Member of the Lebanese Parliament
- Incumbent
- Assumed office 15 May 2018
- Constituency: Zgharta (2018, 2022)

Personal details
- Born: 22 September 1987 (age 38) Zgharta, Lebanon
- Party: Marada Movement
- Spouse: Lynn Zeidan
- Children: Three Daughters
- Alma mater: University of Balamand
- Occupation: Politician

= Tony Frangieh Jr. =

Lebanese politician

Tony Frangieh (طوني فرنجية; born 22 September 1987) is a Lebanese politician who serves as member of parliament since 2018. He is a member of the Marada Movement and the son of its leader, Suleiman Frangieh.

== Early life and family ==
Franjieh was born on 22 September 1987, in the town of Zgharta to the Maronite Christian Frangieh family. His father, Suleiman Frangieh Jr., is the head of the Marada Movement and was a former Lebanese MP. His mother is Marian Sarkis and has one brother and a half-sister. He holds a university degree in economics from the University of Balamand, and a master's degree in economics from the City University of London.

On 28 September 2019, MP Frangieh married Saida-born Lynn Zeidan in an open to all celebration attended by all the town. They both have 3 children.

_DATA TO EXAMINE:_
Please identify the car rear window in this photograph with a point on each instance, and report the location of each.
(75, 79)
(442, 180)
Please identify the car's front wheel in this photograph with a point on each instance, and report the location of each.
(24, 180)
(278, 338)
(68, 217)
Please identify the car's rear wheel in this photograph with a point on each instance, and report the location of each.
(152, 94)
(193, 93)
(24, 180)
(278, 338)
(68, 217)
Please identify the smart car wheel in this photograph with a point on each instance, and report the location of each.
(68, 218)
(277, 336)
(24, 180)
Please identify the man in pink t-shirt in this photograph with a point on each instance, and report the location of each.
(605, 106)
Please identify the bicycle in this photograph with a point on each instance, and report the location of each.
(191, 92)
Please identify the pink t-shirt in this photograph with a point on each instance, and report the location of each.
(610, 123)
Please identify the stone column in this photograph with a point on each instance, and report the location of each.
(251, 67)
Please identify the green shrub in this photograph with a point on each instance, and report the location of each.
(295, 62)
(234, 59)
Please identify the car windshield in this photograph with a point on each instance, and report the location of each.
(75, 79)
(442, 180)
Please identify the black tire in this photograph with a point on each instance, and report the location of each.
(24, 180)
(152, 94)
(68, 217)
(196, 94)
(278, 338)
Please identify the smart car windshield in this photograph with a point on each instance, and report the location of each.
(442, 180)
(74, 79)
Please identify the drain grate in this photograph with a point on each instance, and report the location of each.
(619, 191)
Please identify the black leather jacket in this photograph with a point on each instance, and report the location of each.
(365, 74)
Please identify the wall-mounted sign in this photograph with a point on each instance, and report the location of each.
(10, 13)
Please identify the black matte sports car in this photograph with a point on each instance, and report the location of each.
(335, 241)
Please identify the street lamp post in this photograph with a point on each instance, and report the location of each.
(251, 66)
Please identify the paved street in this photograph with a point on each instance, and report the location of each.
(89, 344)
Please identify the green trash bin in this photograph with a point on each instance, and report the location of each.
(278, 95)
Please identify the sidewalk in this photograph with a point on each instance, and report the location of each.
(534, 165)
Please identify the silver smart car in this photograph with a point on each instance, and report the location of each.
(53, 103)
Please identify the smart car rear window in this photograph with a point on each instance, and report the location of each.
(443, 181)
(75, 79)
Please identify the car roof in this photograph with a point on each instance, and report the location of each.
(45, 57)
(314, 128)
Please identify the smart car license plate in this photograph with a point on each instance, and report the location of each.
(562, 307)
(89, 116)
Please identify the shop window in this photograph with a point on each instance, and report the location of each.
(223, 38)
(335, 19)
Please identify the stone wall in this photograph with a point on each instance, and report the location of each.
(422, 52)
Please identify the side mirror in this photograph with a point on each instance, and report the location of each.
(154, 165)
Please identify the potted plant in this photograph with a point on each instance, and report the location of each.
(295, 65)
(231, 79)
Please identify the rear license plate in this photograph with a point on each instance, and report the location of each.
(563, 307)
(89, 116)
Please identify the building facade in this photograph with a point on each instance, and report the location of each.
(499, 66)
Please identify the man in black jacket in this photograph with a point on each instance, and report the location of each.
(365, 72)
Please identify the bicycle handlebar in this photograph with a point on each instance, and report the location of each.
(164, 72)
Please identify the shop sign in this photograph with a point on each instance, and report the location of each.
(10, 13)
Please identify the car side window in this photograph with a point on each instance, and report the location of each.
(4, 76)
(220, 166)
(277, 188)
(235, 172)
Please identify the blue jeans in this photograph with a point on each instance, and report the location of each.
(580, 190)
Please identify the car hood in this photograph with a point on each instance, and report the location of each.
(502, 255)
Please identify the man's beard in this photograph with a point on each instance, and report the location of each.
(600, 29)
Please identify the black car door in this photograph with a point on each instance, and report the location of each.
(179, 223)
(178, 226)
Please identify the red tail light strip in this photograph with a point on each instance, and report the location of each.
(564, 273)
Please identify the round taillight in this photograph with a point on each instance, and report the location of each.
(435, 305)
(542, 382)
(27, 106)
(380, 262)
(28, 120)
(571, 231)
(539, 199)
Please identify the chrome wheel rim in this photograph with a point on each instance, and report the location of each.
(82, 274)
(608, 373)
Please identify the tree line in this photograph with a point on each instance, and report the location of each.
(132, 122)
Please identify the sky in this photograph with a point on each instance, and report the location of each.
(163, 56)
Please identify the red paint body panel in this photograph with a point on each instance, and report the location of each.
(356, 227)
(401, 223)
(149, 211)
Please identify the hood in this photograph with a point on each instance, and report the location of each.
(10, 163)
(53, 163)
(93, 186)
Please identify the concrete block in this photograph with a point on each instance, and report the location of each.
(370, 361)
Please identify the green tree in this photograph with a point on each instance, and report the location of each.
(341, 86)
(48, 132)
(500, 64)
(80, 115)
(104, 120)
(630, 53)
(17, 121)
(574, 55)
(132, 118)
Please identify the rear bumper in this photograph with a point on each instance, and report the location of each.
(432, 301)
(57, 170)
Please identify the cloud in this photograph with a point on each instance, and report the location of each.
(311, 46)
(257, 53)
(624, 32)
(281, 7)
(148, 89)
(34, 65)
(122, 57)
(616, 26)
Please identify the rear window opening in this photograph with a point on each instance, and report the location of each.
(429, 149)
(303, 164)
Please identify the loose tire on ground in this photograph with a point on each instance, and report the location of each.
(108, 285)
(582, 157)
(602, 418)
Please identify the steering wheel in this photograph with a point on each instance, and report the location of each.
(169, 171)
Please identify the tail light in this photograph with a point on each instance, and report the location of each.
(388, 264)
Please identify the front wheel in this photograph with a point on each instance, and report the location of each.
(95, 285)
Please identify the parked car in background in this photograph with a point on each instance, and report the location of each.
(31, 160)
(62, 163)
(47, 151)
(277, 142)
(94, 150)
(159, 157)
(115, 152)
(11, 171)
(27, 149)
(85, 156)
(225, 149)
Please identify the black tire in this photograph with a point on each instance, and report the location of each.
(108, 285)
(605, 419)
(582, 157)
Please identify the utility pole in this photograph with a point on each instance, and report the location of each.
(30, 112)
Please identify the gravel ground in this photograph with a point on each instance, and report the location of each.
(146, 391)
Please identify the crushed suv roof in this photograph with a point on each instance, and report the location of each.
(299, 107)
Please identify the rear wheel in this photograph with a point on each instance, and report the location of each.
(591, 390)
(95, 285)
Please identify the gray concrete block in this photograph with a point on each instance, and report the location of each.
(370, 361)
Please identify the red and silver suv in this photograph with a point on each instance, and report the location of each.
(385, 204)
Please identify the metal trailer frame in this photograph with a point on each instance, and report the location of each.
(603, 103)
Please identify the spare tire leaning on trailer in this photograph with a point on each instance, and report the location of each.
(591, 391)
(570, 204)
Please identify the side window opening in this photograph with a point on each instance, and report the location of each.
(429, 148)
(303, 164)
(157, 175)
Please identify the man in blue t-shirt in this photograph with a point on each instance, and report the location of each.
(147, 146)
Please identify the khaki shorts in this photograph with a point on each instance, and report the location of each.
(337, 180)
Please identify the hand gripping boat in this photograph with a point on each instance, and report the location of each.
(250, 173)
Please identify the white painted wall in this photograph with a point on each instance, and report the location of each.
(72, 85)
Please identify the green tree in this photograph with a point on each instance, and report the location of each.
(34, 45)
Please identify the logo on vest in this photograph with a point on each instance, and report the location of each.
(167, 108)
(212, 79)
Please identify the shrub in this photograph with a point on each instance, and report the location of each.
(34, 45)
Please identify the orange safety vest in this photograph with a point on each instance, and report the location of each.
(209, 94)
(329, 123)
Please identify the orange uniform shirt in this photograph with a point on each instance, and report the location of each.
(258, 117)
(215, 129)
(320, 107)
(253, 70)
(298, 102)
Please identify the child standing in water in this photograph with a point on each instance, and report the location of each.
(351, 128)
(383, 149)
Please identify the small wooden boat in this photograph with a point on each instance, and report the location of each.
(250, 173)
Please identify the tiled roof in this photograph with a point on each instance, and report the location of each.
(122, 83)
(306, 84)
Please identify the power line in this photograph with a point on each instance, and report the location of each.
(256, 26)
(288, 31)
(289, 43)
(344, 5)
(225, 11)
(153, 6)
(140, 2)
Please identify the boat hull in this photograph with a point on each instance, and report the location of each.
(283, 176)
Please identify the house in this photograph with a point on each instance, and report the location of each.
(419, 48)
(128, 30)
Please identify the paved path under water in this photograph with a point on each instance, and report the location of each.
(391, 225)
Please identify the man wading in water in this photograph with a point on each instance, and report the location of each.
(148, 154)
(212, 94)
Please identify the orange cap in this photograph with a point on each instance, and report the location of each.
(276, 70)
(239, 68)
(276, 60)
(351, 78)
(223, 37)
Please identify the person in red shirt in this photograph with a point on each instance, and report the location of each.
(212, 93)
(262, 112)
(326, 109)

_EXERCISE REQUIREMENTS:_
(1) From the article on Tony Frangieh, output everything from "Tony Frangieh (طوني" down to "University of London.".
(2) Summarize the article on Tony Frangieh in two sentences.
(3) Take the article on Tony Frangieh further, picking up after its final sentence.

_TASK-BY-TASK ANSWERS:_
(1)
Tony Frangieh (طوني فرنجية; born 22 September 1987) is a Lebanese politician who serves as member of parliament since 2018. He is a member of the Marada Movement and the son of its leader, Suleiman Frangieh.

== Early life and family ==
Franjieh was born on 22 September 1987, in the town of Zgharta to the Maronite Christian Frangieh family. His father, Suleiman Frangieh Jr., is the head of the Marada Movement and was a former Lebanese MP. His mother is Marian Sarkis and has one brother and a half-sister. He holds a university degree in economics from the University of Balamand, and a master's degree in economics from the City University of London.

(2) Tony Frangieh is a Lebanese politician, born on 22 September 1987 in Zgharta, who has served as a member of parliament since 2018 and belongs to the Marada Movement led by his father, Suleiman Frangieh. He holds a degree in economics from the University of Balamand and a master's degree in economics from the City University of London, and he married Lynn Zeidan on 28 September 2019.

(3)
== Career ==
Tony Frangieh was born into a popular political family of the Zgharta region. He became involved in the field of politics and contributed to the management of the Marada movement headed by his father, Suleiman Franjieh, where he worked on many internal projects in the movement, including those concerned with youth, students, unions, education and other issues. He had an active presence and participation in many political and diplomatic meetings.

He also represented the movement on many occasions outside Lebanon, including Australia in 2012 and Venezuela in 2015 with the aim of meeting with the Lebanese community in these countries. He sponsored a large number of activities specialized in public affairs and social services, and participated in more than 5,000 activities across Lebanon.

Tony Frangieh is expected to succeed his father as party and clan leader.

== See also ==

- Frangieh family
- Suleiman Frangieh (politician, born 1965)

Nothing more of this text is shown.